◆ Records for the exercise ◆
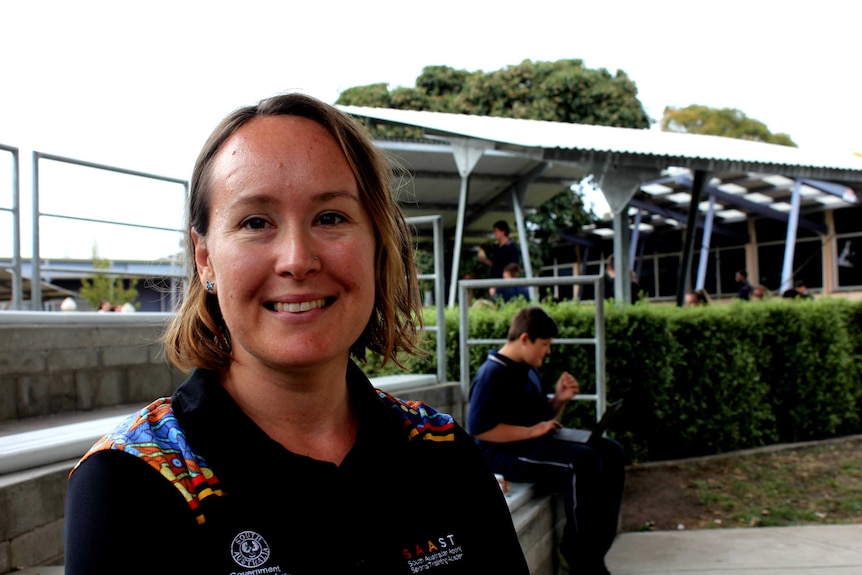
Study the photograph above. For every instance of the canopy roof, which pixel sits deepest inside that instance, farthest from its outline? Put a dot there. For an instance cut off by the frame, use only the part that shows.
(490, 167)
(515, 147)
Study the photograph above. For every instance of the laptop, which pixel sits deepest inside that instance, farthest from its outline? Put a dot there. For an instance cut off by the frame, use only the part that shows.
(585, 435)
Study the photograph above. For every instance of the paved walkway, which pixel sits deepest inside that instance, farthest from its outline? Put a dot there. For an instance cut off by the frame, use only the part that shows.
(814, 550)
(809, 550)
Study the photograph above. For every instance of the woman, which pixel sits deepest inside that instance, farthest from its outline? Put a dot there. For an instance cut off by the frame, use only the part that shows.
(277, 455)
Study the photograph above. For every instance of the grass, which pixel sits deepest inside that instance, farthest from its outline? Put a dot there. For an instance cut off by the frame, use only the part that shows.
(812, 484)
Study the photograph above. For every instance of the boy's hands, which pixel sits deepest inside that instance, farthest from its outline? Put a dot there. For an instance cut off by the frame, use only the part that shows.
(567, 387)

◆ What you have to do ◆
Output the data above in full and exactly, with every image left out.

◆ Solution ◆
Study the photograph above. For every instance of the canopy roof, which pixel sits deepest inside that instance, farthest from its outline? Put a dot there. For an instance cut off by the frame, use only the part that shows.
(490, 167)
(515, 147)
Study the photograph above. For every instance of the laptop, which pixel sits deepest inside that instance, farthest from its outline? Put a dot there. For an instance cut off by the frame, use only the part that shows.
(585, 435)
Study the photograph above. For every instance of the paved walkway, which pixel sits deepest inside that instance, farthest from its outline? Put a dot there. For an instance cut off by the frame, use only the part that shows.
(814, 550)
(809, 550)
Study the photograph above. For every instance of the woman, which pixel sits deepest inside that instance, farthest from its outline? Put a dot there. For an instance cut off by the frame, use only the part that shows.
(277, 455)
Study the photograph above. For every instance of the grass, which pixel sits deepest inside that instance, farthest from its outline? Put a dot there. For an instance cut off by the frame, use only the part that shows.
(812, 484)
Study the photograph above. For every instance of the boy's hands, which pixel sits deepest inside that instance, farthest from its outline? Put a dot there. For an instance cut off by the frame, use only the part that shows.
(567, 387)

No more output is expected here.